=== Exercise objective ===
Skip every picture and transcribe the remaining material exactly.

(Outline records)
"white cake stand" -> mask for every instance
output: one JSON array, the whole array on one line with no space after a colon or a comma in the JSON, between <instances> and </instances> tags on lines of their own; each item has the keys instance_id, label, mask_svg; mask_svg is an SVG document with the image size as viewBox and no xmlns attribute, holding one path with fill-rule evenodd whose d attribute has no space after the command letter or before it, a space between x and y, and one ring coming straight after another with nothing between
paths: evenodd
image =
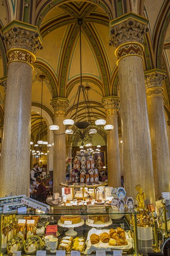
<instances>
[{"instance_id":1,"label":"white cake stand","mask_svg":"<svg viewBox=\"0 0 170 256\"><path fill-rule=\"evenodd\" d=\"M72 224L72 225L65 225L63 223L61 223L60 220L58 221L58 223L59 226L62 227L63 228L67 228L68 229L68 231L65 232L65 235L69 236L75 236L77 235L77 232L74 230L74 228L78 228L83 226L85 224L84 220L81 219L81 222L77 223L76 224Z\"/></svg>"},{"instance_id":2,"label":"white cake stand","mask_svg":"<svg viewBox=\"0 0 170 256\"><path fill-rule=\"evenodd\" d=\"M108 227L109 226L110 226L112 223L111 219L110 219L109 221L106 222L105 223L103 223L103 222L102 222L100 221L98 221L93 224L89 223L88 222L88 219L86 220L85 224L87 225L87 226L92 227L93 228L105 228L105 227Z\"/></svg>"}]
</instances>

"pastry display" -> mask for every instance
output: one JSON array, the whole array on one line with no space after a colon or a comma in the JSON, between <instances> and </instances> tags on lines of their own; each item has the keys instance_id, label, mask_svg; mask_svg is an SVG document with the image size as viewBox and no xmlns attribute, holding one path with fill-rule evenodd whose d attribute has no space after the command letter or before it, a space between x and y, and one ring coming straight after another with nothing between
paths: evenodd
<instances>
[{"instance_id":1,"label":"pastry display","mask_svg":"<svg viewBox=\"0 0 170 256\"><path fill-rule=\"evenodd\" d=\"M108 233L104 232L100 235L100 239L103 243L108 243L110 240L110 236Z\"/></svg>"},{"instance_id":2,"label":"pastry display","mask_svg":"<svg viewBox=\"0 0 170 256\"><path fill-rule=\"evenodd\" d=\"M92 234L90 236L90 241L92 244L98 243L100 242L100 236L96 234Z\"/></svg>"},{"instance_id":3,"label":"pastry display","mask_svg":"<svg viewBox=\"0 0 170 256\"><path fill-rule=\"evenodd\" d=\"M77 224L81 222L81 217L78 215L64 215L61 216L60 222L64 223L65 221L70 221L72 222L72 224Z\"/></svg>"}]
</instances>

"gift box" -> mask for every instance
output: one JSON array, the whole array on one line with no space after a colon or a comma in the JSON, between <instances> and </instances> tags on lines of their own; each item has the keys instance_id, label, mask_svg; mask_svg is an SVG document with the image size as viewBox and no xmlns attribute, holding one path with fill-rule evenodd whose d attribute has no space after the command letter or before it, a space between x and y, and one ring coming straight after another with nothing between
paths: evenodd
<instances>
[{"instance_id":1,"label":"gift box","mask_svg":"<svg viewBox=\"0 0 170 256\"><path fill-rule=\"evenodd\" d=\"M52 235L56 237L57 237L58 228L57 225L48 225L46 228L46 236Z\"/></svg>"}]
</instances>

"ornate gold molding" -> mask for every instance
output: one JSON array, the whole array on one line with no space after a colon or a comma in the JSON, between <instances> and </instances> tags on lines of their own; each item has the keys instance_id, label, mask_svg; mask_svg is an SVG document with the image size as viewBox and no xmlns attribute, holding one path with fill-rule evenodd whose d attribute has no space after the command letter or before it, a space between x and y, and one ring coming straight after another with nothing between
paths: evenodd
<instances>
[{"instance_id":1,"label":"ornate gold molding","mask_svg":"<svg viewBox=\"0 0 170 256\"><path fill-rule=\"evenodd\" d=\"M11 23L11 27L4 31L4 38L7 49L13 48L26 49L35 54L37 50L42 48L41 41L39 34L30 28L20 27Z\"/></svg>"},{"instance_id":2,"label":"ornate gold molding","mask_svg":"<svg viewBox=\"0 0 170 256\"><path fill-rule=\"evenodd\" d=\"M142 45L144 36L148 31L148 20L130 13L111 22L110 43L117 47L129 42Z\"/></svg>"},{"instance_id":3,"label":"ornate gold molding","mask_svg":"<svg viewBox=\"0 0 170 256\"><path fill-rule=\"evenodd\" d=\"M33 63L36 57L31 52L25 49L14 48L9 50L7 55L9 61L8 65L11 62L20 61L30 65L34 69Z\"/></svg>"},{"instance_id":4,"label":"ornate gold molding","mask_svg":"<svg viewBox=\"0 0 170 256\"><path fill-rule=\"evenodd\" d=\"M155 71L150 73L145 74L144 80L146 88L154 87L161 87L164 79L165 78L166 74L163 71L162 73L161 70L155 69Z\"/></svg>"},{"instance_id":5,"label":"ornate gold molding","mask_svg":"<svg viewBox=\"0 0 170 256\"><path fill-rule=\"evenodd\" d=\"M147 98L149 97L153 97L153 96L161 96L163 97L163 89L162 87L152 87L149 88L146 90L146 96Z\"/></svg>"},{"instance_id":6,"label":"ornate gold molding","mask_svg":"<svg viewBox=\"0 0 170 256\"><path fill-rule=\"evenodd\" d=\"M54 111L65 112L69 106L68 100L65 98L55 98L52 99L51 101L51 104L52 105ZM58 116L62 116L59 115Z\"/></svg>"}]
</instances>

=== Correct result ===
"white cake stand" -> mask for every instance
output: one JSON array, the whole array on one line with no space after a colon or a comma in the JSON, between <instances> and </instances> tags on lines of their own; each item has the keys instance_id, label, mask_svg; mask_svg is an SVG document with the image size as viewBox and no xmlns attribute, holding one path with fill-rule evenodd whose d attribute has no space after the command letter or before it, a space between x and y, and one ring coming straight after another with nothing between
paths: evenodd
image =
<instances>
[{"instance_id":1,"label":"white cake stand","mask_svg":"<svg viewBox=\"0 0 170 256\"><path fill-rule=\"evenodd\" d=\"M72 224L72 225L65 225L63 223L61 223L60 220L58 221L58 223L59 226L62 227L63 228L67 228L68 229L68 231L65 232L65 235L69 236L75 236L77 235L77 232L74 230L74 228L78 228L83 226L85 224L84 220L81 219L81 222L77 223L76 224Z\"/></svg>"},{"instance_id":2,"label":"white cake stand","mask_svg":"<svg viewBox=\"0 0 170 256\"><path fill-rule=\"evenodd\" d=\"M108 227L109 226L110 226L112 223L111 219L110 219L109 221L106 222L105 223L103 223L103 222L102 222L100 221L98 221L93 224L89 223L88 222L88 219L86 220L85 224L87 225L87 226L92 227L93 228L105 228L105 227Z\"/></svg>"}]
</instances>

"pastry display" -> mask for every instance
output: one JSON array, the whole array on one line with no space after a colon or a comma in the JSON, between <instances> and </instances> tags on lines of their own; each item has the keys instance_id, label, mask_svg; mask_svg is an SVG document with the image size as viewBox and no xmlns attribute, holding one path with fill-rule evenodd whose d attribute has no space after the command letter or before it, a space between x and y, and one ring coming straight after another with nothing between
paths: evenodd
<instances>
[{"instance_id":1,"label":"pastry display","mask_svg":"<svg viewBox=\"0 0 170 256\"><path fill-rule=\"evenodd\" d=\"M108 233L104 232L100 235L100 239L103 243L108 243L110 240L110 236Z\"/></svg>"},{"instance_id":2,"label":"pastry display","mask_svg":"<svg viewBox=\"0 0 170 256\"><path fill-rule=\"evenodd\" d=\"M92 234L90 236L90 241L92 244L98 243L100 242L100 236L96 234Z\"/></svg>"},{"instance_id":3,"label":"pastry display","mask_svg":"<svg viewBox=\"0 0 170 256\"><path fill-rule=\"evenodd\" d=\"M77 224L81 222L81 217L78 215L64 215L61 216L60 222L64 223L65 221L70 221L72 222L72 224Z\"/></svg>"}]
</instances>

"gift box" -> mask for every instance
output: one JSON array, the whole array on one line with no space after a colon or a comma in the JSON, between <instances> and </instances> tags on lines of their own; each item has the keys instance_id, label, mask_svg; mask_svg is an SVG document with the image size as viewBox and no xmlns attribute, holding one path with fill-rule evenodd whose d attribute has no space after the command letter or before it, a space between x and y, and one ring coming straight after another with nothing between
paths: evenodd
<instances>
[{"instance_id":1,"label":"gift box","mask_svg":"<svg viewBox=\"0 0 170 256\"><path fill-rule=\"evenodd\" d=\"M52 235L56 237L57 237L58 228L57 225L48 225L46 228L46 236Z\"/></svg>"}]
</instances>

"ornate gold molding" -> mask for every instance
output: one JSON array, the whole array on one line with no space after a colon or a comma in the JSON, between <instances> and </instances> tags on lines of their own; each item has the keys instance_id, label, mask_svg; mask_svg is an SVG document with the image size as viewBox and no xmlns attribute, holding one path with fill-rule evenodd whose d attribute has no space after the command letter or before it, a space between x and y, and one ring coming straight after another with nothing between
paths: evenodd
<instances>
[{"instance_id":1,"label":"ornate gold molding","mask_svg":"<svg viewBox=\"0 0 170 256\"><path fill-rule=\"evenodd\" d=\"M11 23L11 27L4 31L4 38L7 49L13 48L26 49L35 54L37 50L42 48L41 41L39 34L30 28L20 27Z\"/></svg>"},{"instance_id":2,"label":"ornate gold molding","mask_svg":"<svg viewBox=\"0 0 170 256\"><path fill-rule=\"evenodd\" d=\"M142 45L144 36L148 31L148 20L130 13L111 22L110 43L117 47L129 42Z\"/></svg>"},{"instance_id":3,"label":"ornate gold molding","mask_svg":"<svg viewBox=\"0 0 170 256\"><path fill-rule=\"evenodd\" d=\"M33 63L36 57L31 52L25 49L14 48L9 50L7 55L9 61L8 65L11 62L20 61L30 65L34 69Z\"/></svg>"},{"instance_id":4,"label":"ornate gold molding","mask_svg":"<svg viewBox=\"0 0 170 256\"><path fill-rule=\"evenodd\" d=\"M155 71L150 73L145 74L144 80L146 88L154 87L161 87L164 79L165 78L166 74L163 71L162 73L161 70L155 69Z\"/></svg>"},{"instance_id":5,"label":"ornate gold molding","mask_svg":"<svg viewBox=\"0 0 170 256\"><path fill-rule=\"evenodd\" d=\"M147 98L149 97L153 97L153 96L161 96L163 97L163 89L162 87L152 87L149 88L146 90L146 96Z\"/></svg>"},{"instance_id":6,"label":"ornate gold molding","mask_svg":"<svg viewBox=\"0 0 170 256\"><path fill-rule=\"evenodd\" d=\"M54 111L65 112L69 106L68 100L65 98L55 98L52 99L51 101L51 104L52 105ZM58 116L62 116L59 115Z\"/></svg>"}]
</instances>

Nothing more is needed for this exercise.